| Goal |
Copy the records verbatim, starting with the line that contains "Where can the weed" and continuing through the end of the records.

START Given data

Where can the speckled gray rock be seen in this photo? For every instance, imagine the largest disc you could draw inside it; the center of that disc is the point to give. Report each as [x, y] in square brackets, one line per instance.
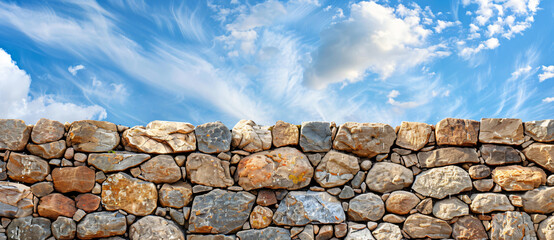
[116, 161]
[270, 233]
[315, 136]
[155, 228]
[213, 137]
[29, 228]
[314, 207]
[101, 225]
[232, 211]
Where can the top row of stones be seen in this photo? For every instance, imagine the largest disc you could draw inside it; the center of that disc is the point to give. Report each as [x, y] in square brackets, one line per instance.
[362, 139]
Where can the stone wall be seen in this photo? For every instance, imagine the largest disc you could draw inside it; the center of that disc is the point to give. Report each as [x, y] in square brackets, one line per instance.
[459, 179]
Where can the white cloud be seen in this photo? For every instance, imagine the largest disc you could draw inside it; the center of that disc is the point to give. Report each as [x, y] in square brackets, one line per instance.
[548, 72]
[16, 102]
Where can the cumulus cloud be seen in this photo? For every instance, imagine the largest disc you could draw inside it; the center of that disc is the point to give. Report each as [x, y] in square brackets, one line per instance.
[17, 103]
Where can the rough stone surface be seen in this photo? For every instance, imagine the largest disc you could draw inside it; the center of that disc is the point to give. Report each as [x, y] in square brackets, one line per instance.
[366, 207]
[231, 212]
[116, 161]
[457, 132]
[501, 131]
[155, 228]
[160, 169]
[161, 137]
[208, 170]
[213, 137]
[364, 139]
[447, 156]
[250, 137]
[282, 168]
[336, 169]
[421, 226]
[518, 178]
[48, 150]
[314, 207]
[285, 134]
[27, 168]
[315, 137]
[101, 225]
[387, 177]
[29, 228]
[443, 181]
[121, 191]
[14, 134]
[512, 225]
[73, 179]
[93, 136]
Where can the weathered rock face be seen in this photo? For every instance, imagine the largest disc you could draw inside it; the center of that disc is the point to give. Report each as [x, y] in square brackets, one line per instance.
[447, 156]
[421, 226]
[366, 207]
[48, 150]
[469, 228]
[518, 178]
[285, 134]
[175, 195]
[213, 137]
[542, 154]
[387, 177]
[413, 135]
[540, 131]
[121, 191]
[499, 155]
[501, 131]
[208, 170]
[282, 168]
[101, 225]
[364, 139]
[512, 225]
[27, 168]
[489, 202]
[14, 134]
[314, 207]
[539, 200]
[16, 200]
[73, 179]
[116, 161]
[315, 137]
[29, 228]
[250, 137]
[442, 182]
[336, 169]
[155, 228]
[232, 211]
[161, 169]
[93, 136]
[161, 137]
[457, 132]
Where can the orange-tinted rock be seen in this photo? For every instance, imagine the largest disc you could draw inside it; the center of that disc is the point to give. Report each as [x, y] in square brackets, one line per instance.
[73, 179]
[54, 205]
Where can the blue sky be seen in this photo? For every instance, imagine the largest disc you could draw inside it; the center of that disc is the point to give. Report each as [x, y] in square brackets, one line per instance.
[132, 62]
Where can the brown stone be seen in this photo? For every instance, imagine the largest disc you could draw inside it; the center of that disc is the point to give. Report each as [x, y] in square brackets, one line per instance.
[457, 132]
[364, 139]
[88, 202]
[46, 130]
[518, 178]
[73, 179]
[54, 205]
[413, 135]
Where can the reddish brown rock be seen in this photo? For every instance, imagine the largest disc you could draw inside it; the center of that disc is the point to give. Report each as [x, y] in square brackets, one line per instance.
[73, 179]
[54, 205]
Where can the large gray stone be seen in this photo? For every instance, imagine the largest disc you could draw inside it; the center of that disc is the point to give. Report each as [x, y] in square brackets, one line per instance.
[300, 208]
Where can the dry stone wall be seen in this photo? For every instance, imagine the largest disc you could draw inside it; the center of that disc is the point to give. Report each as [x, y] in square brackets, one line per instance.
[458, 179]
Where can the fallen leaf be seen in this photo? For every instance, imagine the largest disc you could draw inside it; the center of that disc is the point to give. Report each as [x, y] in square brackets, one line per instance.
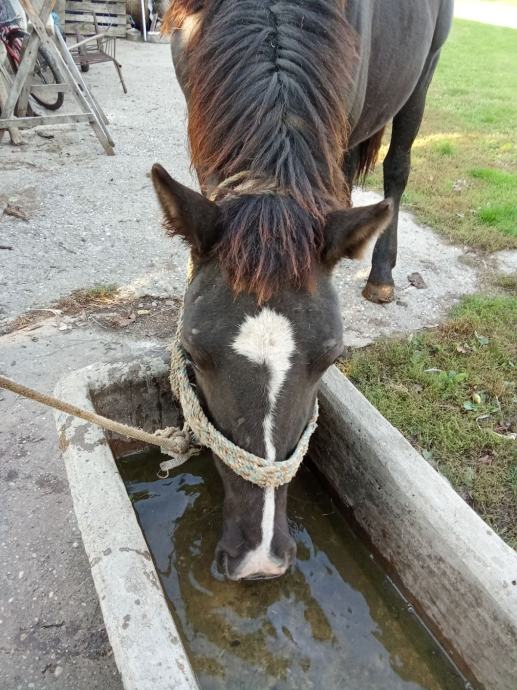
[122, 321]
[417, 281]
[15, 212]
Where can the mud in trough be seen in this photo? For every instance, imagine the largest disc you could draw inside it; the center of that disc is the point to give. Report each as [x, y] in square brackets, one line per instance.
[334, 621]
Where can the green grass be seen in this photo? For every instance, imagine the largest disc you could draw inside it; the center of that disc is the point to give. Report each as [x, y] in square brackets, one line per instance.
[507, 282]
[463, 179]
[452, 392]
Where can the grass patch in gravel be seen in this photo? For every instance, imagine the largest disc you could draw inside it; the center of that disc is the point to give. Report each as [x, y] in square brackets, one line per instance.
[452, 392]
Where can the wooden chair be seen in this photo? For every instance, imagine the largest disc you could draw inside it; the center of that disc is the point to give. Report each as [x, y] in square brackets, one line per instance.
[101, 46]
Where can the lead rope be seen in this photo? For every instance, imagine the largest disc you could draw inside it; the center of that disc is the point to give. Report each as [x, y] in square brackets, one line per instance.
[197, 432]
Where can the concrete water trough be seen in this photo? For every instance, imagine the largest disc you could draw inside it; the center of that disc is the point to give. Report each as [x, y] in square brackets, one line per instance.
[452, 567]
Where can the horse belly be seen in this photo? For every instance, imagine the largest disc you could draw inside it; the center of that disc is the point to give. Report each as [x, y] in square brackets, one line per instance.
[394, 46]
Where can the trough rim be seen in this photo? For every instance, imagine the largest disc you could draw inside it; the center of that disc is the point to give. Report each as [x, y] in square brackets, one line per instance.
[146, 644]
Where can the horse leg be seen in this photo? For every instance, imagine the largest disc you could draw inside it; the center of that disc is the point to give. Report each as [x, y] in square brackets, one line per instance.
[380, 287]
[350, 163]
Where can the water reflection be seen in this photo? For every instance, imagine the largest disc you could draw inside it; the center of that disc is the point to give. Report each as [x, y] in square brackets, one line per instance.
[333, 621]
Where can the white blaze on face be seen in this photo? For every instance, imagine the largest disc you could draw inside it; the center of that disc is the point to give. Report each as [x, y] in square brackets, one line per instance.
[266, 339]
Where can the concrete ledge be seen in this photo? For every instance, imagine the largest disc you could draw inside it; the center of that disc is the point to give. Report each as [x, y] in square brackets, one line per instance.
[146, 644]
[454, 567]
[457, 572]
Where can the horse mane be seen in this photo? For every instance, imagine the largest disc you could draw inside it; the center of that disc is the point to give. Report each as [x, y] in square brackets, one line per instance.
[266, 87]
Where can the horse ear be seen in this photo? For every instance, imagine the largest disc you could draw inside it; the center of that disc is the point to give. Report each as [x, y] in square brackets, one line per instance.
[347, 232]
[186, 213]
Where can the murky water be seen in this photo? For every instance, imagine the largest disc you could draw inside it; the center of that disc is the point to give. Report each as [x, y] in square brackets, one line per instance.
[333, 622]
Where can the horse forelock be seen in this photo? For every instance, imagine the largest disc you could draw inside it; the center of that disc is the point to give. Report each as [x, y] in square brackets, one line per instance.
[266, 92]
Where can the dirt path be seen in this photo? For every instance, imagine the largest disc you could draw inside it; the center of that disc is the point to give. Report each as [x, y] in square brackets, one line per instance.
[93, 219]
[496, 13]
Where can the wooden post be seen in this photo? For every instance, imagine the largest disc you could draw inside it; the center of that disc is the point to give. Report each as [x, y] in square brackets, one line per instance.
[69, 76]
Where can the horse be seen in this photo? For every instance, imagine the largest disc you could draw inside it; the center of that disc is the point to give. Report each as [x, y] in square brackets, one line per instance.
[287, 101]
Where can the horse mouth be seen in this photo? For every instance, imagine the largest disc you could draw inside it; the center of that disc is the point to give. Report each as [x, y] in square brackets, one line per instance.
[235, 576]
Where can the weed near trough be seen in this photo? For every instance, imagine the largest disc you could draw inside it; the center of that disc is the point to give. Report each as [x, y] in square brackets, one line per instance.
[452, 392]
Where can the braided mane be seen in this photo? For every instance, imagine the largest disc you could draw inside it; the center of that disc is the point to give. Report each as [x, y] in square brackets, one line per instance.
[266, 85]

END Given data

| Response to the exercise |
Where can the weed near trough be seen in this photo? For every instance, imagine the largest disc you could draw inside it; the center of that disc is the point to give. Report each as [x, y] in square brackets, one line per instance.
[452, 392]
Where can the braided mane be seen in this photo? For every instance, imagine the largest disc you could draw inside it; the center of that disc is the point to give. Report each as [x, y] in square brackets, one line per instance.
[266, 85]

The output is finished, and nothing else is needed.